__Data rows__:
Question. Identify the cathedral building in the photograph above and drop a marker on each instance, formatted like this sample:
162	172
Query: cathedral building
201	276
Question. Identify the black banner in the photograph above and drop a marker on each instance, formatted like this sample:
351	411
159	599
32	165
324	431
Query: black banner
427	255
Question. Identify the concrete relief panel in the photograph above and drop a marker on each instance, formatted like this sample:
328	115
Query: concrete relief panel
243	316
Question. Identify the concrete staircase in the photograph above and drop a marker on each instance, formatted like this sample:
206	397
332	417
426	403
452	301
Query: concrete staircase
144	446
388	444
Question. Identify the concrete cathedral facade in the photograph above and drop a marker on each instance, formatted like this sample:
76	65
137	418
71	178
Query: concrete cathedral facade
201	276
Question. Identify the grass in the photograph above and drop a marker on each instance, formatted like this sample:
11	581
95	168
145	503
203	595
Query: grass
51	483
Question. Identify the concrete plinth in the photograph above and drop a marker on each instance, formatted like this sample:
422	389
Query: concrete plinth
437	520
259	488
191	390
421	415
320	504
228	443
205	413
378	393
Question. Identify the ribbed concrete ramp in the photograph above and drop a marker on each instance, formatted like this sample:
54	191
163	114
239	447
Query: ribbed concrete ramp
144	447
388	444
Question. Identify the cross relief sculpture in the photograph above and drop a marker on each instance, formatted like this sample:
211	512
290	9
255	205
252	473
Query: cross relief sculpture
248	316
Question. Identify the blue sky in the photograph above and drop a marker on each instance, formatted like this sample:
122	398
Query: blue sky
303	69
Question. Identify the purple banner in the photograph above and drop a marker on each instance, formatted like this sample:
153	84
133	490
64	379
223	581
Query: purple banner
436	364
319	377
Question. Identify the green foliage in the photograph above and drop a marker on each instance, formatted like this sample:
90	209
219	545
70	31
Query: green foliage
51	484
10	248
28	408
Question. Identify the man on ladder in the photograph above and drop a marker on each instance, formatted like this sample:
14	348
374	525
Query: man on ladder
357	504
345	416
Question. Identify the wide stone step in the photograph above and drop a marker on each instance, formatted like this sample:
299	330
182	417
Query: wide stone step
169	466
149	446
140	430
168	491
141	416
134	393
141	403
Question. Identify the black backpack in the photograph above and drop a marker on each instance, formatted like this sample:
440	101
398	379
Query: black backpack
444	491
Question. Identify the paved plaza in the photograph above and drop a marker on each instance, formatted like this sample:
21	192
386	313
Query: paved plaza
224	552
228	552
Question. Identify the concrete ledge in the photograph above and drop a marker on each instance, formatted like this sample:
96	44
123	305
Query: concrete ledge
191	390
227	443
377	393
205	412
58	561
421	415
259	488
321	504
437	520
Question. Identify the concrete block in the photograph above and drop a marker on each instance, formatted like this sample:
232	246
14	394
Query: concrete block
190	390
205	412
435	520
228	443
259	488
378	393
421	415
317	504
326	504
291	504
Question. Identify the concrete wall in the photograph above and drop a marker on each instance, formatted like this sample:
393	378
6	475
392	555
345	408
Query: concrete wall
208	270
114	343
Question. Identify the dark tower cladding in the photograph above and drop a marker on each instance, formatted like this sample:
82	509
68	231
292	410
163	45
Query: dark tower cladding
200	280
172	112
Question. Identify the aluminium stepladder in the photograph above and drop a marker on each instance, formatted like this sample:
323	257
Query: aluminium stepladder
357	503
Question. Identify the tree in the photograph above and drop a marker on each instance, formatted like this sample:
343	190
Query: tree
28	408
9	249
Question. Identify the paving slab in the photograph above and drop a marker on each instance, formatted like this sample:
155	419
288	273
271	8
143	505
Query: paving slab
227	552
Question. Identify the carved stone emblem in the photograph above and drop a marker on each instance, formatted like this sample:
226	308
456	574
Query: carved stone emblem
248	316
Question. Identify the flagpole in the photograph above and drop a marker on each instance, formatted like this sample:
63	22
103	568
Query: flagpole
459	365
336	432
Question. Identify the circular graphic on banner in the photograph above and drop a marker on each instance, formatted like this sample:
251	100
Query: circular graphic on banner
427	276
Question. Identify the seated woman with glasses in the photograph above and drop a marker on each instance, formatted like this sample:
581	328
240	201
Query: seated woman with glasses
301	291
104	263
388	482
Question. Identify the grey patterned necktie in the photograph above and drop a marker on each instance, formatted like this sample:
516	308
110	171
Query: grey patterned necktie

__Instructions to follow__: Reproduce every line of the material from the one containing "Question. Identify the carved" through the final line, inclusive, with the requests included, and add 89 to each answer marker coordinate. Leave the numbers in the format samples unchanged.

__Correct result__:
Question. Identify the carved stone emblem in the photograph above and drop a marker on each instance, formatted like this sample:
226	308
456	574
Query: carved stone emblem
337	405
Question. Identify the flagpole in the photograph above and drop a marker on each instance, formatted like this sample:
63	22
103	568
Query: flagpole
548	454
425	521
Question. Identify the circular graphic on banner in the photograph above and drop a marker on each instance, formatted like this sample:
251	100
Query: circular graphic on banner
516	365
Question. Identify the seated woman with glasses in the photograph above and drop a marker on each instance, formatted like this sample:
581	328
240	201
Query: seated woman with glasses
390	380
193	352
477	571
Question. Identify the grey patterned necktie in the photograph above and drop a marker on each instance, formatted like this sample:
516	308
110	171
Query: grey patterned necktie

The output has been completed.